What to do
a. In the article on computer vision for object counting and ERP integration, condense the paragraph beginning "The business case is compelling" into a shorter version that keeps its main facts.
b. Proceed with the article on computer vision for object counting and ERP integration, writing on from its final paragraph.

Selected extract
##############################

Computer Vision for Object Identification, Counting & ERP Integration

Introduction: The Problem Nobody Told You Was Hard

Imagine the scenario: a warehouse full of equipment, assets, or inventory. You want an AI system that can look at that environment, identify every object, count them accurately, and push the result into your ERP, WMS, or asset management system — automatically, reliably, and without human error.

The business case is compelling. Manual stock counts are expensive, slow, error-prone, and often performed infrequently. A CV-based system that can count continuously or on-demand would transform inventory accuracy, reduce write-offs, and eliminate the cost of periodic physical audits.

But here is what most vendors won't tell you: getting from "AI identifies an object" to "ERP record is updated accurately" is a journey filled with subtle, non-obvious challenges. Challenges around duplication, occlusion, lighting, object similarity, movement, system integration, and — critically — knowing when to trust the machine and when to bring in a human.

##############################

Supplied information
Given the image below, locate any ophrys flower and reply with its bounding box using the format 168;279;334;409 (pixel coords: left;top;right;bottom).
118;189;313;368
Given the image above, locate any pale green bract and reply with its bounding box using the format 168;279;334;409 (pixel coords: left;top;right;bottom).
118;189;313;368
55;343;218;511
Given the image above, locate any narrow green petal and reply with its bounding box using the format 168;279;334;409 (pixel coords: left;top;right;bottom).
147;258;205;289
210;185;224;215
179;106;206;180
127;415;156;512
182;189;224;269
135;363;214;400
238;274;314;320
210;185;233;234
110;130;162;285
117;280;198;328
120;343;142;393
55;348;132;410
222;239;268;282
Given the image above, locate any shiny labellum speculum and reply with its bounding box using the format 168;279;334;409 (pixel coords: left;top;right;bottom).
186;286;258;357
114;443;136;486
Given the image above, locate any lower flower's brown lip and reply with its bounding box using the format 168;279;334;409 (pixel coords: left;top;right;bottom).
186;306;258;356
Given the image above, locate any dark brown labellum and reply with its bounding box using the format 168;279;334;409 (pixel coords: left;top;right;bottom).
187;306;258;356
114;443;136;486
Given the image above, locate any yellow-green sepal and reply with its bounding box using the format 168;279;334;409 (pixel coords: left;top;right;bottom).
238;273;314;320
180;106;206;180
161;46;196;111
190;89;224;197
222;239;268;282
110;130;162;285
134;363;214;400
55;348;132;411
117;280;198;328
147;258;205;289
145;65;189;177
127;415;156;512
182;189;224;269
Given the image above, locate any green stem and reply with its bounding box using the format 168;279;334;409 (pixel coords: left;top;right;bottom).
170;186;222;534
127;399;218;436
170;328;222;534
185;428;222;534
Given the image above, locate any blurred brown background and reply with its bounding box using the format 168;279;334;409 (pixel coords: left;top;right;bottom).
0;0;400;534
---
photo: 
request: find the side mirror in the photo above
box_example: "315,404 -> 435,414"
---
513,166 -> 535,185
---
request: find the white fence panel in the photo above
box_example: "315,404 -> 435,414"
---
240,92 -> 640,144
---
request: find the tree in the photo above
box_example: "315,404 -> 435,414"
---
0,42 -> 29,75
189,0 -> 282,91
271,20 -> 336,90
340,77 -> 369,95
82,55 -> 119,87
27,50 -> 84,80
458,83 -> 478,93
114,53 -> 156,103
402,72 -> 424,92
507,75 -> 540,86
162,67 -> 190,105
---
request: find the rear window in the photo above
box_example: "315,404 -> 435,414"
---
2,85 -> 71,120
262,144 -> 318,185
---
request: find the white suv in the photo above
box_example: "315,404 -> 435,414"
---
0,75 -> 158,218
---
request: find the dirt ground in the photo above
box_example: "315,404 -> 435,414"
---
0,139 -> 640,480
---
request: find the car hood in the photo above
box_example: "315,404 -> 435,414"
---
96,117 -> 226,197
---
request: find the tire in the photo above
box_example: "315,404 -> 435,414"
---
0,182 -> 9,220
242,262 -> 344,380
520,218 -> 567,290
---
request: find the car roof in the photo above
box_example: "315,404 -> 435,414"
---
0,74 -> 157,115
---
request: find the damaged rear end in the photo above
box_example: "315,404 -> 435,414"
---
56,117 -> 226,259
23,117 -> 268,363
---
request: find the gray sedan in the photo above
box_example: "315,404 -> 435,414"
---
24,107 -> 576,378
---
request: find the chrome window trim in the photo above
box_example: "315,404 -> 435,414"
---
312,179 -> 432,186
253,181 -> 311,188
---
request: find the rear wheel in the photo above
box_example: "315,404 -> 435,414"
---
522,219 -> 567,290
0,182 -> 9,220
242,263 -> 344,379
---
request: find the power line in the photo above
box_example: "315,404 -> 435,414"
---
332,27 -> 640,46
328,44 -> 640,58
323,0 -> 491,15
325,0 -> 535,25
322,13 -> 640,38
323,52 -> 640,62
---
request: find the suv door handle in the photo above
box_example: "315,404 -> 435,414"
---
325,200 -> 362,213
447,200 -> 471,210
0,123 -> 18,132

##############################

Answer set
a. Manual stock counts are costly, slow, error-prone and often infrequent. A computer vision system that counts continuously or on demand would greatly improve inventory accuracy, cut write-offs and remove the cost of periodic physical audits.

b.
This blog is the complete map. We will walk through every stage of a real-world deployment, the problems you will encounter, and how to solve them. It draws on Cluedo Tech's direct experience building exactly this type of system — including the failures, the fixes, and the decisions that made the difference.

Stage 1: Scoping — What Are You Actually Counting, and Why Does It Matter?

Before any camera goes up or model gets trained, you need ruthless clarity on the following:

What is the object taxonomy? Are you counting one type of object (e.g., pallets) or many (e.g., 400 SKUs of mixed equipment)? The more object types, the harder the problem. Object similarity — items that look nearly identical but are fundamentally different — is one of the leading causes of CV counting failure.

What is the environment? Indoor vs. outdoor. Controlled vs. variable lighting. Static objects vs. objects that move. Crowded vs. sparse arrangements. Each of these variables multiplies the challenge.

What counts as a "count"? This sounds obvious but is critically important. Does a partially visible object count? What about objects inside containers? Does a stack of three count as three or one? These rules must be defined before training, not after.

What does the ERP record need to contain? Object type, quantity, location, condition, timestamp, confidence score? Getting downstream data requirements defined upfront saves enormous rework later.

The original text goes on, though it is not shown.